- Excerpted passage -
To answer this question I consulted Comrade Serebryakov who is better informed than I am. He was appointed by the Central Committee to the commission, the other members of which were Dzerzhinsky, Krestinsky and Lezhava, set up to take steps towards improving the relations between the Commissariat for Foreign Trade and the Commissariat for Internal Affairs, since our representatives abroad had information that these relations were anything but satisfactory. At my request Serebryakov gives the following answer to the note of delegate Minkin: “Comrade Minkin states ...” (reads).
After this commission a subcommission was set up. It is very easy to play at opposition, since there are disgraceful goings on with us in every commissariat, and the infelicitous mention of guarantees and 30,000 employees in the commissariat’s technical publishing house is very characteristic in the sense that you can always find scandalously disgraceful things here. You will find the same thing in any division of the Red Army. Nevertheless our Red Army has been winning victories all the time.
The thing is to apply in good time to the institution that has to remedy matters, and not talk about it here, where we cannot collect accurate information about what Comrade Ryazanov has heard of this or that person and has not checked it or discovered the true facts. Is that democratic centralism? It is not at all democratic, and not at all centralism, but disorder and the introduction of chaos. Complaints should be lodged with Party bodies. If that body does not fulfil its duty it should be made to give a strict account of itself.
Among the notes that have been sent up there is the question of reducing the army. On this subject Comrade Trotsky will make a special statement, and you will decide whether this question should be dealt with today or at the next special meeting of the R.C.P. group. I can tell you that after an ad hoc commission on demobilisation headed by Trotsky and Dzerzhinsky was set up, the C.C. decided to start demobilisation, and this is now going on. It is being dealt with by the military department, and you will receive an exact report.
Is the Council of Labour and Defence regarded as an interim body called upon to unite the economic commissariats and then to be abolished, or i it the basis of a future integrated economic plan? Also, on what apparatus does the Council rely locally?

- Problem 1 -
Name every member of the commission on relations between the Commissariat for Foreign Trade and the Commissariat for Internal Affairs that is mentioned in the excerpted speech.
- Problem 2 -
According to the excerpted speech, why was a commission set up to improve relations between the Commissariat for Foreign Trade and the Commissariat for Internal Affairs?

- Data block -
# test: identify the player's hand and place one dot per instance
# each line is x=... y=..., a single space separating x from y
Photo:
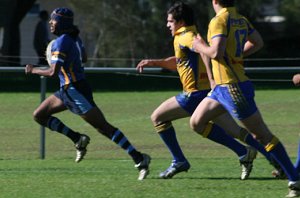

- Correct response 1 -
Serebryakov, Dzerzhinsky, Krestinsky, Lezhava

- Correct response 2 -
It was set up because representatives abroad had reported that relations between the two commissariats were anything but satisfactory.